◆ ACTIONS TO TAKE
1 - Copy the Nutch mailing list post below from "I'm getting the" to "no protocol: -.".
2 - Answer these questions using the Nutch mailing list post below.
(a) To which mailing list address was the post sent?
(b) Where are the sites being indexed hosted?
(c) What exception message appears with each skipped entry?

◆ EXCERPT PROVIDED
+++

You are viewing a plain text version of this content. The canonical link for it is here.
Posted to user@nutch.apache.org by "gaurav.gupta" <ga...@edynamic.info> on 2012/09/05 11:16:58 UTC

Re: Malformed URL: '', skipping (java.net.MalformedURLException

Hello

I'm getting the following exception while indexing my site which are hosted
in my local machine.


Skipping -^(file|ftp|mailto)::java.net.MalformedURLException: no protocol:
-^(file|ftp|mailto):
Skipping
-\.(gif|GIF|jpg|JPG|png|PNG|ico|ICO|css|sit|eps|wmf|zip|ppt|mpg|xls|gz|rpm|tgz|mov|MOV|exe|jpeg|JPEG|bmp|BMP|PDF|pdf|js|JS|css|CSS|wmv|WMV)$:java.net.MalformedURLException:
no protocol:
-\.(gif|GIF|jpg|JPG|png|PNG|ico|ICO|css|sit|eps|wmf|zip|ppt|mpg|xls|gz|rpm|tgz|mov|MOV|exe|jpeg|JPEG|bmp|BMP|PDF|pdf|js|JS|css|CSS|wmv|WMV)$
Skipping +^http://women.net/*:java.net.MalformedURLException: no protocol:
+^http://women.net/*
Skipping -.:java.net.MalformedURLException: no protocol: -.

+++

[Segmentation labeling entries]
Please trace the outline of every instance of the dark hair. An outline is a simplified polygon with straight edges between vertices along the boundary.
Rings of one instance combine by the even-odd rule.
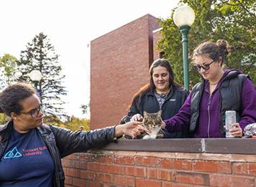
[[[229,54],[229,47],[227,41],[218,39],[216,43],[208,41],[198,45],[193,52],[192,59],[194,61],[196,57],[207,55],[209,58],[217,60],[221,57],[222,65]]]
[[[172,67],[169,62],[165,59],[158,59],[154,61],[154,62],[151,64],[150,68],[150,82],[140,87],[139,91],[134,94],[132,98],[132,103],[128,106],[127,110],[130,108],[132,104],[135,102],[135,100],[139,97],[139,102],[137,104],[138,108],[140,108],[141,100],[145,95],[145,94],[149,90],[154,90],[155,89],[155,85],[153,81],[153,69],[155,67],[158,66],[164,67],[166,68],[168,72],[169,72],[169,87],[170,87],[172,85],[174,86],[180,86],[178,84],[174,82],[174,74]]]
[[[0,93],[0,112],[11,116],[12,112],[19,114],[23,107],[19,102],[34,94],[35,89],[25,82],[19,82],[7,87]]]

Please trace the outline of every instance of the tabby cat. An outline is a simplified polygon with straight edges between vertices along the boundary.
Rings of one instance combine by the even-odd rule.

+++

◆ SOLUTION LIST
1 -
I'm getting the following exception while indexing my site which are hosted
in my local machine.


Skipping -^(file|ftp|mailto)::java.net.MalformedURLException: no protocol:
-^(file|ftp|mailto):
Skipping
-\.(gif|GIF|jpg|JPG|png|PNG|ico|ICO|css|sit|eps|wmf|zip|ppt|mpg|xls|gz|rpm|tgz|mov|MOV|exe|jpeg|JPEG|bmp|BMP|PDF|pdf|js|JS|css|CSS|wmv|WMV)$:java.net.MalformedURLException:
no protocol:
-\.(gif|GIF|jpg|JPG|png|PNG|ico|ICO|css|sit|eps|wmf|zip|ppt|mpg|xls|gz|rpm|tgz|mov|MOV|exe|jpeg|JPEG|bmp|BMP|PDF|pdf|js|JS|css|CSS|wmv|WMV)$
Skipping +^http://women.net/*:java.net.MalformedURLException: no protocol:
+^http://women.net/*
Skipping -.:java.net.MalformedURLException: no protocol: -.

2 -
(a) user@nutch.apache.org
(b) On the poster's local machine.
(c) java.net.MalformedURLException: no protocol